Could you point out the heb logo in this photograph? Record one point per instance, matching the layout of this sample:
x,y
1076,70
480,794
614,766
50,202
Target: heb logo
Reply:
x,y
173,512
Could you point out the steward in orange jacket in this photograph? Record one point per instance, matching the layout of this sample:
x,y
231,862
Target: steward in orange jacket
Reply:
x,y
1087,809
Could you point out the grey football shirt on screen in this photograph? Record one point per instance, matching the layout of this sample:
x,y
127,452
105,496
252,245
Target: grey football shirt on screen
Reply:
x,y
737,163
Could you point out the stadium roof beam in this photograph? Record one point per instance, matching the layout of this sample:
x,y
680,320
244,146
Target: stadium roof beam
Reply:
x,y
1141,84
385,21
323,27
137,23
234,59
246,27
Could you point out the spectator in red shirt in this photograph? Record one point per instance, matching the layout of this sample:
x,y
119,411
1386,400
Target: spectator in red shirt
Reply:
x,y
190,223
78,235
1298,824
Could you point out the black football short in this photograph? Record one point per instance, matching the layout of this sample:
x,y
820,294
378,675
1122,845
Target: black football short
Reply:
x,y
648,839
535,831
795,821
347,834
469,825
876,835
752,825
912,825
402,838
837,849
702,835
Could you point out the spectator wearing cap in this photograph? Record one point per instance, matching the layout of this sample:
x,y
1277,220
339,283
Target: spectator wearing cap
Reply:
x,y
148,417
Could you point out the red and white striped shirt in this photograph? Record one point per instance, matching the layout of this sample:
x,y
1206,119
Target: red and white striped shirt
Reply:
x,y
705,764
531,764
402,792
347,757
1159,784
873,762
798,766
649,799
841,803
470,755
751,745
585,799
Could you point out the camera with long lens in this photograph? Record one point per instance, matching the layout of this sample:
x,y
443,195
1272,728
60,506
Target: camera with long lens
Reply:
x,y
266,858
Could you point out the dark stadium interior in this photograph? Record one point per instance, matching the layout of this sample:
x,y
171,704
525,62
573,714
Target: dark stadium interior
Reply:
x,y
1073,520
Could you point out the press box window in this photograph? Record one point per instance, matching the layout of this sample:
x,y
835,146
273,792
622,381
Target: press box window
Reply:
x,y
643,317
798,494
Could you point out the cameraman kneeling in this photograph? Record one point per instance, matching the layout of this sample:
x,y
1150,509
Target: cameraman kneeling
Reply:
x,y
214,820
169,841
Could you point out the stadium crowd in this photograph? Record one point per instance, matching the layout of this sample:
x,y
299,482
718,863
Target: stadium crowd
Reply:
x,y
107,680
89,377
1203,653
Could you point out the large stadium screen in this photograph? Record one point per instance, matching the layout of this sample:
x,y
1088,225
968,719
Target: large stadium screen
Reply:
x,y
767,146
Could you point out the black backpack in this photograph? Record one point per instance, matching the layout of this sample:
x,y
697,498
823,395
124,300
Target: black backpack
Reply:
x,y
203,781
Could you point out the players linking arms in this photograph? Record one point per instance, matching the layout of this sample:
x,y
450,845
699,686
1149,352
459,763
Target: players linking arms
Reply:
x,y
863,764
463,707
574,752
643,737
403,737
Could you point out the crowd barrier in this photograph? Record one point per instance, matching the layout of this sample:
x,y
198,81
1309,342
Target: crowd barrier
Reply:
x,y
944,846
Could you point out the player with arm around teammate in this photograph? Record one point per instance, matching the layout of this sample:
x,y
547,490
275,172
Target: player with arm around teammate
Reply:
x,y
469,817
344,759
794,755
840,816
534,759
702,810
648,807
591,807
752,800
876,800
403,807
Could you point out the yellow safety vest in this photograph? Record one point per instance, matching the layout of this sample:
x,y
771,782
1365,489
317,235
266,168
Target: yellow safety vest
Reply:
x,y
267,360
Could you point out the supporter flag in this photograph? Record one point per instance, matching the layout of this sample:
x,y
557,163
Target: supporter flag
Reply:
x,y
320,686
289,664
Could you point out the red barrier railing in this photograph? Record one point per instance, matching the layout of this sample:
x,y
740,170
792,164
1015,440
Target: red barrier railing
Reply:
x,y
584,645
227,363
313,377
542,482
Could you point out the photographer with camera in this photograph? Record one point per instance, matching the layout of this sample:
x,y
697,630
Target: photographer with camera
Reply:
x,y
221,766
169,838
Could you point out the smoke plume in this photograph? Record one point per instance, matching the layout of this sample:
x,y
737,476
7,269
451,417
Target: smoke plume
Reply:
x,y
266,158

.....

# EXERCISE DIRECTIONS:
Type out the entries again, word for word.

# CORRECT RESPONSE:
Could you point out the heb logo in this photograph? Record one point per instance, matching the layout of this sample:
x,y
1076,70
480,794
614,766
50,202
Target: heb logo
Reply:
x,y
173,512
Could you point out the steward in orange jacket in this photograph? Record one point per instance, matching the layout of this sample:
x,y
231,862
Target: steward in orange jacket
Reply:
x,y
1087,809
Could you point out the grey football shirt on screen in this photograph? Record one point per instance, matching the layout of this sample:
x,y
127,452
105,496
252,245
Target: grey football shirt on screen
Reply:
x,y
737,163
Could you point out the stadium roof beam in this photograph? Record one point per instance, matching the layout of this sample:
x,y
680,320
244,146
Target: stadium roof beam
Reply:
x,y
1141,84
385,21
323,27
137,23
234,59
246,27
Could you point out the spectator in red shirt in this photograph? Record one point per instance, matching the layout of this sample:
x,y
119,411
1386,400
Target: spectator in red shirt
Reply:
x,y
190,223
78,235
1298,824
Could you point out the black football short in this photograph? Record one point per instance, matching the layout of this sample:
x,y
820,294
378,675
1122,845
Target: black football short
Reply:
x,y
648,839
535,831
795,821
347,834
469,825
876,835
752,825
912,825
402,838
837,849
702,835
Could you point out the spectator wearing cap in this photograph? Record one point per instance, matching the layout of this sample:
x,y
1277,220
339,283
Target: spectator wearing cap
Reply:
x,y
148,417
Could you point out the red and white striped shirt in this photograph? Record one point per instance, matching the layout of this sample:
x,y
1206,119
Target: red and white striped shirt
Reply:
x,y
705,764
531,764
402,792
347,757
1159,784
873,762
798,766
649,799
841,803
470,755
751,745
585,799
Could you point out the camera with long lens in this photograph? Record one point per instance, matching the layout of this sample:
x,y
443,195
1272,728
60,506
Target: camera with long lens
Reply:
x,y
266,858
Could you point out the dark stadium interior in this photograph? Record one point per instance, matching the layout of this sample:
x,y
171,704
525,62
573,714
Target: dark stadium interior
Reply:
x,y
1073,520
Could you point out the press box window in this photograph? Record one point per instance, matching the layout of this sample:
x,y
835,146
273,792
622,381
Target: press box window
Reply:
x,y
643,317
798,494
Could you point out the cameraman kneeling in this photograph? Record one point per instance, matching the layout of this sample:
x,y
1150,509
Target: cameraman kneeling
Reply:
x,y
214,820
169,841
Could you point out the stadium crowd in this photograph? Record one point per instance, matching the layout of this sample:
x,y
299,482
718,863
Target: stadium crowd
Reply:
x,y
107,680
89,377
1203,653
Could you point out the large stadium screen in this photograph? Record one point per instance, matching the layout of this sample:
x,y
1088,225
968,719
Target: large stadium screen
Reply:
x,y
767,146
Could you point out the black backpack in this photograph? Record one point per instance, matching the layout of this sample:
x,y
697,498
823,395
124,300
Target: black backpack
Reply:
x,y
203,781
Could you point out the players linking arms in this photograph? Record one point per instance, matching the layout of this sample:
x,y
450,845
699,686
1149,352
459,763
Target: players linking arms
Reply:
x,y
863,764
463,707
574,752
643,737
403,737
Could you point out the crowd barrier in this photograph? Record one point per instance, matching the layout of this sample:
x,y
198,81
1309,342
Target: crowd barrier
Reply:
x,y
944,846
Could you point out the player with arm around teammate in this photograph? Record one point per instance, matching the layout of this sample:
x,y
547,490
275,172
Target: player with arm around teammate
Reply:
x,y
469,817
344,759
794,755
840,816
534,759
702,810
648,807
591,807
752,800
876,800
403,807
Could you point out the yellow safety vest in this photograph? Record one point per instance, matching the layout of this sample:
x,y
771,782
1365,489
317,235
266,168
Target: yellow safety vest
Reply:
x,y
267,360
Could you point out the supporter flag in this photograph? Record one point per instance, matching the layout of this sample:
x,y
557,163
Target: supporter flag
Reply:
x,y
320,686
289,664
Could you point out the red barrier railing in this photograph? Record one point per instance, matching the layout of this sample:
x,y
740,170
792,164
1015,440
Target: red barrier railing
Reply:
x,y
584,645
227,363
313,377
542,482
Could you point out the photographer with camera in this photograph? Record one point per instance, matching the layout of this sample:
x,y
697,630
Target: photographer with camera
Reply:
x,y
221,766
169,838
Could you point out the smoke plume in this photograph? Record one point per instance, matching the layout of this sample:
x,y
737,476
7,269
451,417
Target: smoke plume
Reply:
x,y
266,158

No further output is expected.